What the exercise asks
How many lines in the records contain the word "white"? Case counts, and the reply should be only the number.
----------
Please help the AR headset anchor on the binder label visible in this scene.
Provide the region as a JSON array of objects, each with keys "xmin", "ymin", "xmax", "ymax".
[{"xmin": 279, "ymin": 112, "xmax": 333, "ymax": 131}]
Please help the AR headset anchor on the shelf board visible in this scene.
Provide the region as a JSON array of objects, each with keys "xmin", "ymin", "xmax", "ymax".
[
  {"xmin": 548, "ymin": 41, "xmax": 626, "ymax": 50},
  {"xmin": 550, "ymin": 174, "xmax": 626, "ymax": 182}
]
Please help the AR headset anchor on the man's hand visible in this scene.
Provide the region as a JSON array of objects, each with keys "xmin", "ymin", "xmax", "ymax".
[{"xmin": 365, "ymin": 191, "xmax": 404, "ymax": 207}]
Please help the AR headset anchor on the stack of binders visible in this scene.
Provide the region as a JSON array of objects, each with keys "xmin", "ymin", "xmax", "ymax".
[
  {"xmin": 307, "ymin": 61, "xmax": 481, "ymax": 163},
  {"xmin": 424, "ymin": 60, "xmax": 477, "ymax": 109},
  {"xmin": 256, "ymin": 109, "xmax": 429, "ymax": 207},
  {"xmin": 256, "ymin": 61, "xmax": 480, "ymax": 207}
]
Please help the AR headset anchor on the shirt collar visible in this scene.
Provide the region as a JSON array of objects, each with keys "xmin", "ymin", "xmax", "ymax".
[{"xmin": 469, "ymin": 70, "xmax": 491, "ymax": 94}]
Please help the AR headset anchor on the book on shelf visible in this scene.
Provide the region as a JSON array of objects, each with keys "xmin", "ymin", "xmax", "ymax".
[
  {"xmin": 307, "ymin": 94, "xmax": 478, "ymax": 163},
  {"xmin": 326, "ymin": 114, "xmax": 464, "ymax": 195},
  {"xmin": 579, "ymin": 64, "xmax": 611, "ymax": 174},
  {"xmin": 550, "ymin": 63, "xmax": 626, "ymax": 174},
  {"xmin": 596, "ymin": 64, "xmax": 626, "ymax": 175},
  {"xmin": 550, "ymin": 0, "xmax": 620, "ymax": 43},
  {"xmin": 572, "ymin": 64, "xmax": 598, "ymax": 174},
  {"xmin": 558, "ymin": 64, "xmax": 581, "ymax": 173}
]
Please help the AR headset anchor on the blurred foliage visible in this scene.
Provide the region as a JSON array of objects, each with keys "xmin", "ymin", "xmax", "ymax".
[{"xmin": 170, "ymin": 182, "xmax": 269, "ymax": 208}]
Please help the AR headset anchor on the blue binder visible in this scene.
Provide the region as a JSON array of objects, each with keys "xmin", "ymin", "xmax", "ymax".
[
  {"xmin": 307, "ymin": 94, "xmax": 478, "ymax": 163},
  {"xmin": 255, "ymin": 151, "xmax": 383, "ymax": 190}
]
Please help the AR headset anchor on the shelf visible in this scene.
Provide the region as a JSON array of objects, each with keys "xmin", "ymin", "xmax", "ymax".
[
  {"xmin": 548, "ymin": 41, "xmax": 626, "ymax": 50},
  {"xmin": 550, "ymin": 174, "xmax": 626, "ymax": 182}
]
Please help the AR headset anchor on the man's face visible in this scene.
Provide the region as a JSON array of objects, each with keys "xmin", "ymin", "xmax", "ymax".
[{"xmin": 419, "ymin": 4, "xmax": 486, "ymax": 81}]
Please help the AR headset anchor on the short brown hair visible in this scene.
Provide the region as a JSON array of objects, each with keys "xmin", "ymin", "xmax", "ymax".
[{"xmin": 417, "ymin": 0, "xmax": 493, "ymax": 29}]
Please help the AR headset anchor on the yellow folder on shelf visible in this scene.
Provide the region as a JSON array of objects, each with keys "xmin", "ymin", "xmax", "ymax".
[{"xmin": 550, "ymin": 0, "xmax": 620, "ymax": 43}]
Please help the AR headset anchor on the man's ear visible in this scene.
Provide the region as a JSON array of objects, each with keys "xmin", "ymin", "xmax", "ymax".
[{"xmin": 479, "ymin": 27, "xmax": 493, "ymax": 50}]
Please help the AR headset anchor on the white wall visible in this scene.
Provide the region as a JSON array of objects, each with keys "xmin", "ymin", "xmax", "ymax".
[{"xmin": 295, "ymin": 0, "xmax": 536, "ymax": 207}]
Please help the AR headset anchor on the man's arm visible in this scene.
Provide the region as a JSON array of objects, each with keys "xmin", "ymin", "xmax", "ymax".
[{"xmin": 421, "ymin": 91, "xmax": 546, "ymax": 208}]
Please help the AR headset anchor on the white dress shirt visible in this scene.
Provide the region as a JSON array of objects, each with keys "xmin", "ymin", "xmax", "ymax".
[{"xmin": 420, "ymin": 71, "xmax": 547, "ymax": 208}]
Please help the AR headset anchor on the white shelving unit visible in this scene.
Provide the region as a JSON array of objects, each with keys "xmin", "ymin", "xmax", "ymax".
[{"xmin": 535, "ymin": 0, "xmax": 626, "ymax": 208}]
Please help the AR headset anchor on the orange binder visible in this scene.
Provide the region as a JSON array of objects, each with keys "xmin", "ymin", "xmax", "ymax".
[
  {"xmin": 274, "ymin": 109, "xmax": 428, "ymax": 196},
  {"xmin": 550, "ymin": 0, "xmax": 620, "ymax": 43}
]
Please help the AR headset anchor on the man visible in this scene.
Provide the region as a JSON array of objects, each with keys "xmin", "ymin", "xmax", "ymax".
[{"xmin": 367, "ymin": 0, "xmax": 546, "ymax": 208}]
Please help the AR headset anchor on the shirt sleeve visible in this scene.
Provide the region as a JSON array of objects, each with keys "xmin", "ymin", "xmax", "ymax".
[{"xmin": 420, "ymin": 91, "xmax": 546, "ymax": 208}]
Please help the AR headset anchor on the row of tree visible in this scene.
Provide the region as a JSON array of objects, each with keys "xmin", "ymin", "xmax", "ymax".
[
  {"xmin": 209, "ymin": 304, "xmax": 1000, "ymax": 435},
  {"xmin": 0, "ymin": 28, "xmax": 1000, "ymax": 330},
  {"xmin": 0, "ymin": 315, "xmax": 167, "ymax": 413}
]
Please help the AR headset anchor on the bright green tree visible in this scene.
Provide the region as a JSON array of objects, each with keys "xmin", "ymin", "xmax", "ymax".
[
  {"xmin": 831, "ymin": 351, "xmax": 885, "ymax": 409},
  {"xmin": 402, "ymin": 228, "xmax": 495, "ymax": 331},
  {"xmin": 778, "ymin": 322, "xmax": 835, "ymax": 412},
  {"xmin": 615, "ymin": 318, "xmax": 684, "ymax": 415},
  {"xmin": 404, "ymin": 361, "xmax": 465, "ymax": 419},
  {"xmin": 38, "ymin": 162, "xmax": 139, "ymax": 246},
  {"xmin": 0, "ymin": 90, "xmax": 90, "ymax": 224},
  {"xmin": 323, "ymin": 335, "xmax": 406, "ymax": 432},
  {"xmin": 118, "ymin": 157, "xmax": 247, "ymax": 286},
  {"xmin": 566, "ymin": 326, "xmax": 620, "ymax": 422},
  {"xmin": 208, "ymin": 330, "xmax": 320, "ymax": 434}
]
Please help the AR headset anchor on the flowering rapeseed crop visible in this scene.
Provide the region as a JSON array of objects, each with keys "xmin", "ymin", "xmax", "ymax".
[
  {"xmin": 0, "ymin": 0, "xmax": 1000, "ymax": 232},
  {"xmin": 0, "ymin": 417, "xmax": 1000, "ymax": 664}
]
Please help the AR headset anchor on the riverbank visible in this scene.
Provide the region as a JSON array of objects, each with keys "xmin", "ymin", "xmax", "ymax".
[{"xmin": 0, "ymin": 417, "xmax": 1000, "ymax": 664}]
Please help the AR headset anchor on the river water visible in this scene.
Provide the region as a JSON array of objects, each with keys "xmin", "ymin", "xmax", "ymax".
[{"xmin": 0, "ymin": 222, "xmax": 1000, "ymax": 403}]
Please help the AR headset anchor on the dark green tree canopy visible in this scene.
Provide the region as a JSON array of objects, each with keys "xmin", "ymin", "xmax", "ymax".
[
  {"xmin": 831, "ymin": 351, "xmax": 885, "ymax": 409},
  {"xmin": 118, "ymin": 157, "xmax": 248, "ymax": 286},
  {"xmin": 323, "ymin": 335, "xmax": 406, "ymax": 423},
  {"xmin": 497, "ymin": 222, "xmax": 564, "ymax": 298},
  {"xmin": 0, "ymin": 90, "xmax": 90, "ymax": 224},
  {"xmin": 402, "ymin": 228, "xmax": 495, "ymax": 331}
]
----------
Written response
3